»»

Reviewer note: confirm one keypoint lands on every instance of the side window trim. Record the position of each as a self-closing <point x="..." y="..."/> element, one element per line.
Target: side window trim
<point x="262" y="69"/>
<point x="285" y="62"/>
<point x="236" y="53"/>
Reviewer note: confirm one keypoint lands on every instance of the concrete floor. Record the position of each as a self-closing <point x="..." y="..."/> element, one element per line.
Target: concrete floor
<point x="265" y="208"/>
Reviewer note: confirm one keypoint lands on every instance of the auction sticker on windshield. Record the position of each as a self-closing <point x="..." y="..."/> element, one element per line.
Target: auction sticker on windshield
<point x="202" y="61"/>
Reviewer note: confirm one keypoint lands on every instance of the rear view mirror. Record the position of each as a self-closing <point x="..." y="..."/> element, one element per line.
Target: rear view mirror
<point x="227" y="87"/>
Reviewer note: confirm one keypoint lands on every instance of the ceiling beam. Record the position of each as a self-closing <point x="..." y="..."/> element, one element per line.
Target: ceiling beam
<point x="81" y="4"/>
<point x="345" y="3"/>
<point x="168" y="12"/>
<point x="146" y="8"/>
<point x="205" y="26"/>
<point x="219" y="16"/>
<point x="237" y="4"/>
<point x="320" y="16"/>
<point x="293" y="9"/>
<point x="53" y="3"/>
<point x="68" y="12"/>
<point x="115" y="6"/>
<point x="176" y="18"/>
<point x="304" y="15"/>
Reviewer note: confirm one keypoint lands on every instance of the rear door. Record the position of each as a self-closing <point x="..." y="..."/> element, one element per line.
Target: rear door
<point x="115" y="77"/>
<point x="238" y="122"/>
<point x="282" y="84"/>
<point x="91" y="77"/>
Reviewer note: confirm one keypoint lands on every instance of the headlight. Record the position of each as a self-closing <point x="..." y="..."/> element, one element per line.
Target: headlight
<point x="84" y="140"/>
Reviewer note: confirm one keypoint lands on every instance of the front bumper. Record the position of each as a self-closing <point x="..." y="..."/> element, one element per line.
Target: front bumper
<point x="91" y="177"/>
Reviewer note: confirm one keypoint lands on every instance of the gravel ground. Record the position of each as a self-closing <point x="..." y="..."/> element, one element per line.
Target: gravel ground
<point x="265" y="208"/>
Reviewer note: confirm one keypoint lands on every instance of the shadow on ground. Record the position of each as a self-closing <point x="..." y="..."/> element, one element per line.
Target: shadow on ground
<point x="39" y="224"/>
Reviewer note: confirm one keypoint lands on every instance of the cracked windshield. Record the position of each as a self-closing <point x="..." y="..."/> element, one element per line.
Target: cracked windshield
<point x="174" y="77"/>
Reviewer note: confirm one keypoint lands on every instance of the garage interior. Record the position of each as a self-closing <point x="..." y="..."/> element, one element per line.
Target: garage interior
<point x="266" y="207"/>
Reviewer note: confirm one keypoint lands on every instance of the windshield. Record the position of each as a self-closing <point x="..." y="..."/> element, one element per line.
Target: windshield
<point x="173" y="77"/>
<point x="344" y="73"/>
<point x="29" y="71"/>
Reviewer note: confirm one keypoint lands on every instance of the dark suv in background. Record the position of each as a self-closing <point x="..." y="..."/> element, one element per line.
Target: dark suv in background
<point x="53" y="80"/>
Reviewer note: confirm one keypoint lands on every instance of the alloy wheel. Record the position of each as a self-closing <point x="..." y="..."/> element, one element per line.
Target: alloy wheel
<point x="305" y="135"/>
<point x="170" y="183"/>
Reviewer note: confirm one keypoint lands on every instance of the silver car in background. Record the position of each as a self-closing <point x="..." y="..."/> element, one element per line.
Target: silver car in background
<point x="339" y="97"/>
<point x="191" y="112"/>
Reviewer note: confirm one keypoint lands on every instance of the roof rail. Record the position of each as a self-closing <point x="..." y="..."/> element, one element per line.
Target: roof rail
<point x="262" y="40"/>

««

§ **Problem to work on**
Reproduce the data, keeping every line exactly the same.

§ **Response for this exercise**
Reviewer note: confirm one keypoint lands on every instance of the side window trim. Record the position of each as a self-closing <point x="..." y="..."/> element, one element per line.
Target: side window trim
<point x="262" y="69"/>
<point x="285" y="62"/>
<point x="236" y="53"/>
Reviewer note: confirm one keypoint lands on every instance of the concrete floor. Record the position of each as a self-closing <point x="..." y="..."/> element, one element per line.
Target: concrete floor
<point x="265" y="208"/>
Reviewer note: confirm one keypoint lands on every instance of the auction sticker on windshield. Record the position of each as a self-closing <point x="..." y="..."/> element, one element per line.
Target: auction sticker on windshield
<point x="202" y="61"/>
Reviewer note: confirm one keypoint lands on every instance of the rear view mirror. Record the position of each as a self-closing <point x="..." y="..."/> element, one element per line.
Target: rear view mirror
<point x="227" y="87"/>
Reviewer note: confirm one keypoint lands on every instance of the ceiling beam. Record the position of each as a self-closing <point x="..." y="..."/> element, one element per line.
Target: ceiling beam
<point x="81" y="4"/>
<point x="345" y="3"/>
<point x="168" y="12"/>
<point x="146" y="8"/>
<point x="205" y="26"/>
<point x="219" y="16"/>
<point x="237" y="4"/>
<point x="320" y="16"/>
<point x="293" y="9"/>
<point x="53" y="3"/>
<point x="68" y="12"/>
<point x="115" y="6"/>
<point x="176" y="18"/>
<point x="304" y="15"/>
Reviewer note: confirm one keypoint lands on every instance of the rear door. Record the position of each as a self-closing <point x="..." y="..."/> element, one element per line.
Target: rear door
<point x="115" y="77"/>
<point x="238" y="122"/>
<point x="282" y="84"/>
<point x="91" y="77"/>
Reviewer note: confirm one keypoint lands on every instance of the headlight. Record the position of each as a self-closing <point x="..." y="..."/> element, one element per line.
Target: headlight
<point x="84" y="140"/>
Reviewer note: confirm one keypoint lands on every instance of the front bumper. Record the position of each as a self-closing <point x="..." y="..."/> element, one element per line.
Target: front bumper
<point x="91" y="177"/>
Reviewer note: confirm one keypoint lands on every instance of the gravel ground. Record the position of each as a self-closing <point x="..." y="..."/> element, one element per line.
Target: gravel ground
<point x="265" y="208"/>
Reviewer note: confirm one keypoint lands on every instance of the shadow on ground. Record the position of each as a self-closing <point x="..." y="..."/> element, one element per line.
Target: shadow on ground
<point x="39" y="224"/>
Reviewer note: confirm one keypoint lands on every instance of the cracked windshield. Record the position of each as a self-closing <point x="..." y="..."/> element, one element per line.
Target: cracked windshield
<point x="174" y="77"/>
Reviewer note: confirm one keypoint lands on every instance of the garage interior. Record the position of each as a self-closing <point x="..." y="..."/> element, one element per line.
Target: garage interior
<point x="266" y="207"/>
Reviewer note: confirm one keypoint lands on every instance of the windshield. Record the position of each as a self-closing <point x="..." y="..."/> element, one element per line.
Target: windshield
<point x="173" y="77"/>
<point x="344" y="73"/>
<point x="29" y="71"/>
Reviewer note: confirm one keypoint lands on every instance of the dark suv in background. Record the position of each as a self-closing <point x="..." y="..."/> element, one element per line.
Target: dark suv in background
<point x="53" y="80"/>
Reviewer note: confirm one keypoint lands on every instance of the alloy wheel. Record the position of each as a self-closing <point x="..." y="..."/> element, one element per line.
Target: alloy wheel
<point x="305" y="135"/>
<point x="170" y="183"/>
Reviewer note: confirm one keypoint lands on every instance of the silver car in background. Record the position of each as a self-closing <point x="..." y="..."/> element, one element per line.
Target: silver car in background
<point x="339" y="97"/>
<point x="191" y="112"/>
Reviewer note: confirm one keypoint lands on every instance of the roof rail. Record the position of each as a self-closing <point x="..." y="..."/> element, one element per line.
Target: roof rail
<point x="262" y="40"/>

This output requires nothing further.